— Start —

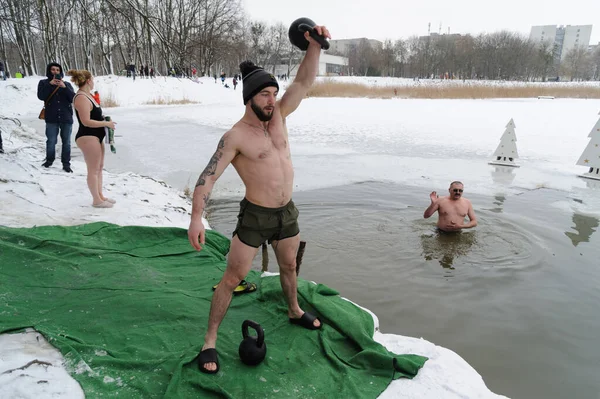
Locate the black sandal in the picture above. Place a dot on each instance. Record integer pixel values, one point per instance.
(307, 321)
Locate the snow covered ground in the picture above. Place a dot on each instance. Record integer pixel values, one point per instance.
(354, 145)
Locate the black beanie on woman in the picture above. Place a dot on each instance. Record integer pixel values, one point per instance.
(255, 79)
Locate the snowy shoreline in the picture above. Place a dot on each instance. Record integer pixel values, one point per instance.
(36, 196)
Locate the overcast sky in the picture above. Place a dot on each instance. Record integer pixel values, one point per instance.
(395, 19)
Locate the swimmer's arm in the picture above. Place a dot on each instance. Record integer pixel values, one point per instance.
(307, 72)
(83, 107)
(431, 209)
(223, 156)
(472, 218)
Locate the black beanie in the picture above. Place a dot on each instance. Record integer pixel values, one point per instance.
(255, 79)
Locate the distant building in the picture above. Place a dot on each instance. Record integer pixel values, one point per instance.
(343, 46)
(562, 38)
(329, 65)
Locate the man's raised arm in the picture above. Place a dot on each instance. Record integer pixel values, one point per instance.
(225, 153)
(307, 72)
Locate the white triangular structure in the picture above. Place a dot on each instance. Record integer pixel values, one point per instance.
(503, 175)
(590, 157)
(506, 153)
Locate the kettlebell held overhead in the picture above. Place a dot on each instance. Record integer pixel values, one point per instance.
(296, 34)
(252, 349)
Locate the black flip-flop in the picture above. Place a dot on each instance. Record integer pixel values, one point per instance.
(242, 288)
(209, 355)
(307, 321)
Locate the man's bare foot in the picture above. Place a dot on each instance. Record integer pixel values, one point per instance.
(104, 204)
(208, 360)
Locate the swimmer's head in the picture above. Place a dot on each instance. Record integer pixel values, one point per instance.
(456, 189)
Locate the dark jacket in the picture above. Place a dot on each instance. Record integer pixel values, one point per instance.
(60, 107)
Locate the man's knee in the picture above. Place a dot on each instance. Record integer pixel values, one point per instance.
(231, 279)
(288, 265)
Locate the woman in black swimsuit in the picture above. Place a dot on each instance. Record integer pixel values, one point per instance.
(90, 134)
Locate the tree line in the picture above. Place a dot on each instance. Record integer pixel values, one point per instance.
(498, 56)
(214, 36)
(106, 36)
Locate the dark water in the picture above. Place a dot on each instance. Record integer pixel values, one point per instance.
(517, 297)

— End —

**What this task involves**. Transcribe the material as is, with images omitted.

**Solution to the exercise**.
Locate the black sandal in the picture above. Place a dot on each instance. Record integer pixel values, one point per instance.
(307, 321)
Locate the snow covered ground in the picture above. Place a dot on each instance. Record integer pixel values, one point per instance.
(354, 145)
Locate the black beanie on woman in the picture above. Place a dot on each instance. Record integer pixel values, one point per instance.
(255, 79)
Locate the snowy shoreline in the picture above. Place a dot on each instance. Record integer pixel values, one point per instance.
(36, 196)
Locate the overcast sky in the picture above. Place a dot on each instance. Record integer pixel values, one point per instance.
(395, 19)
Locate the swimmer's arm in the picture above. Place a dot on each instance. Record integer pixel values, one point per instance.
(307, 72)
(83, 107)
(431, 209)
(223, 156)
(472, 218)
Locate the black beanie in the picture above. Place a dot on each instance. Record integer pixel values, one point per instance.
(255, 79)
Locate the distant building in the picture above. Place a dot on each instance. Record integer pixel values, one point per instance.
(343, 46)
(562, 38)
(329, 65)
Locate the man's raised arm in the picture above. Place a dot on each instance. Record integer pixel values, one point per instance.
(225, 153)
(307, 72)
Locate the white triangular structure in the picture above. Place a dot on each instance. Record integer pixel values, one point per instance.
(503, 175)
(590, 157)
(506, 153)
Locate the kettlebell held overhead in the picture above. Place a dot on each instance. Record integer pixel values, one point per instance.
(296, 34)
(252, 349)
Locate the black flip-flop in the picture above. Place a dot on each instance. Record integer pixel values, one point per instance.
(242, 288)
(209, 355)
(307, 321)
Locate the man's bare foot in the picture above. Place a dot on each instance. Record integer pixel values, one point per instance.
(104, 204)
(208, 360)
Locate the swimmer's head in the picture above. Place a dot on each instance. Record integer pixel values, one point per instance.
(456, 189)
Locate the dark jacket in the picture above. Place a dot on each instance. Record integer pixel values, one point per instance.
(60, 107)
Locate the man's knee in the picture above. Place a dot on each instance. Record integer pixel values, one point per instance.
(231, 279)
(288, 265)
Locate the woman in black swimsuit in the picture above. Place a dot on each instance. Record integer pixel values, one point per instance.
(90, 134)
Locate the tree line in the picture above. Place a dot on each instance. Record integer pixel values, one point per instance.
(498, 56)
(214, 36)
(106, 36)
Locate the dark water in the picture above. Place a dot on each instance. Record integer pixel values, one point per instance.
(517, 297)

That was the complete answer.